**WHAT TO DO**
Place the entries' lines, from the one containing "of the cabinet" through the last line of the entries (both included), into a JSON list of strings with one string per line and no blank lines.

**DATA LISTING**
——
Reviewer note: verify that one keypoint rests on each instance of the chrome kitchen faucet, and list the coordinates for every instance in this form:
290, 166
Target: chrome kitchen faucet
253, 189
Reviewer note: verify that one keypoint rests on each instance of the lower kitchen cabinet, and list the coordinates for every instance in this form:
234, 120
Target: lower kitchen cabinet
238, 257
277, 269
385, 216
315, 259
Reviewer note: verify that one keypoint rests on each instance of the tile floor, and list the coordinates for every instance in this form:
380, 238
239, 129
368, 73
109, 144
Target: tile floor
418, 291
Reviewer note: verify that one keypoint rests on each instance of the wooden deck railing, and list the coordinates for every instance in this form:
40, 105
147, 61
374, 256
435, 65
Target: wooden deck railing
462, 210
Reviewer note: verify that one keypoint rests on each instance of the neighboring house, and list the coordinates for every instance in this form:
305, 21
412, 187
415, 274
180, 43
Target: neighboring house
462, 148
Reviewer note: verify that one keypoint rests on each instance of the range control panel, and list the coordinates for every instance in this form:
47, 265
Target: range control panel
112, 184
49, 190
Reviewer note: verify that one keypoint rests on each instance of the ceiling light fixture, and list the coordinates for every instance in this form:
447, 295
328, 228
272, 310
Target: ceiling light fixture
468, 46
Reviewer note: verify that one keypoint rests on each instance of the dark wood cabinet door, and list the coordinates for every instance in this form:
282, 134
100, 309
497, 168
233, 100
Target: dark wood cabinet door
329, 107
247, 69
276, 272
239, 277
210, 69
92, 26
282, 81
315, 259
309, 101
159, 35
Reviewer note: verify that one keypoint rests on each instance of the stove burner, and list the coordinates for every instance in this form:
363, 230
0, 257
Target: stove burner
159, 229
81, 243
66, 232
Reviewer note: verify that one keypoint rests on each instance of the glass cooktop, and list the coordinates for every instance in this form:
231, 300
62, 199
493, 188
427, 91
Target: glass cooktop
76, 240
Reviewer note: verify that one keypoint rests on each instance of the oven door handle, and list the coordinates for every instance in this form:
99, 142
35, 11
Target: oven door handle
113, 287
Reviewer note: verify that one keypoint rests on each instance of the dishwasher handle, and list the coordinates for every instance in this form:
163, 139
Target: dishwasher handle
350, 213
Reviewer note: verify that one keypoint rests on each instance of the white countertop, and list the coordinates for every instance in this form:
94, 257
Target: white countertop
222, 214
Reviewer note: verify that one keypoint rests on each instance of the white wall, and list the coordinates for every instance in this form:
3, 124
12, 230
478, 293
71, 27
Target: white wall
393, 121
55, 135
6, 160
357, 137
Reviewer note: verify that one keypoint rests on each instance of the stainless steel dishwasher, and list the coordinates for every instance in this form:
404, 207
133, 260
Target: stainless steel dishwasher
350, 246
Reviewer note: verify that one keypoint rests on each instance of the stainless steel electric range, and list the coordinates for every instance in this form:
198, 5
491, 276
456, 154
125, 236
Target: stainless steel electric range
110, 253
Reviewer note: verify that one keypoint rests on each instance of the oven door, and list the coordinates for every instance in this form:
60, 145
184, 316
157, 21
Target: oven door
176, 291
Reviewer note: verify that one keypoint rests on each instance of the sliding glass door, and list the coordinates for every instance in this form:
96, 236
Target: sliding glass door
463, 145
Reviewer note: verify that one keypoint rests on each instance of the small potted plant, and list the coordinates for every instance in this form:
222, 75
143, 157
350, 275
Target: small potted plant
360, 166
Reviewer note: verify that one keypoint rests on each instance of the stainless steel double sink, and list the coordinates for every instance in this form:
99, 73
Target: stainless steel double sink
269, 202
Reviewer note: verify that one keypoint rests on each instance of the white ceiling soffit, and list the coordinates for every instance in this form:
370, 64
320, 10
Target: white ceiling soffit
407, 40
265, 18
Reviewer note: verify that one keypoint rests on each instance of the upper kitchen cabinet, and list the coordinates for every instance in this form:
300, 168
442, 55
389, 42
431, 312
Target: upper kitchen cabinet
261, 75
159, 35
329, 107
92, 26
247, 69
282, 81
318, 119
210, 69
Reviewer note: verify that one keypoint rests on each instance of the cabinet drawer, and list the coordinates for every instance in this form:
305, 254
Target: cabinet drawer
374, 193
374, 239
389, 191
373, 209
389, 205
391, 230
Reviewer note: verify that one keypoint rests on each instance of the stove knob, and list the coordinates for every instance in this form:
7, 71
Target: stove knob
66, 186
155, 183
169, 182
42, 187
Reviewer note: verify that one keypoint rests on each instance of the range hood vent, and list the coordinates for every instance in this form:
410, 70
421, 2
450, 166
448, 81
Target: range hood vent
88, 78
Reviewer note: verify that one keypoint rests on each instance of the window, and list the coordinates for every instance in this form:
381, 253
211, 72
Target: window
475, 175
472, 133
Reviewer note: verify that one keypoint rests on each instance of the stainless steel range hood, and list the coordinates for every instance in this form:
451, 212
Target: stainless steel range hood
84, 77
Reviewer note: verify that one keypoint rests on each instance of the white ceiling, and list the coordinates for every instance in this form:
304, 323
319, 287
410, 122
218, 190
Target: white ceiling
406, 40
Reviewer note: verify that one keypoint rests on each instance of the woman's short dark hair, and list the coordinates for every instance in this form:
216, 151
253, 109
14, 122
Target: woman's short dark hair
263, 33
——
**EXERCISE ANSWER**
[
  "Reviewer note: verify that one keypoint rests on each instance of the cabinet drawer, and list the coordinates for every instance in this form:",
  "305, 254",
  "Target: cabinet drawer",
  "374, 193",
  "374, 239",
  "389, 191",
  "373, 209",
  "389, 205",
  "391, 230",
  "Reviewer note: verify that one keypoint rests on each instance of the stove knob, and list the coordinates for every instance in this form:",
  "7, 71",
  "Target: stove knob",
  "66, 186",
  "155, 183",
  "169, 182",
  "42, 187",
  "Reviewer note: verify that one keypoint rests on each instance of the range hood vent, and list the coordinates for every instance in this form:",
  "410, 70",
  "421, 2",
  "450, 166",
  "448, 81",
  "Target: range hood vent",
  "88, 78",
  "Reviewer note: verify that one keypoint rests on each instance of the window, and list the coordinates for every instance in this form:",
  "381, 253",
  "211, 72",
  "Target: window",
  "475, 175",
  "472, 133",
  "Reviewer note: verify that one keypoint rests on each instance of the stainless steel range hood, and list the coordinates for every instance in this form:",
  "451, 212",
  "Target: stainless steel range hood",
  "84, 77",
  "Reviewer note: verify that one keypoint rests on each instance of the white ceiling, and list the coordinates for every instance in this form:",
  "304, 323",
  "319, 287",
  "410, 122",
  "218, 190",
  "Target: white ceiling",
  "406, 40",
  "Reviewer note: verify that one keypoint rests on each instance of the woman's short dark hair, and list the coordinates for every instance in this form:",
  "216, 151",
  "253, 109",
  "14, 122",
  "Target: woman's short dark hair",
  "263, 33"
]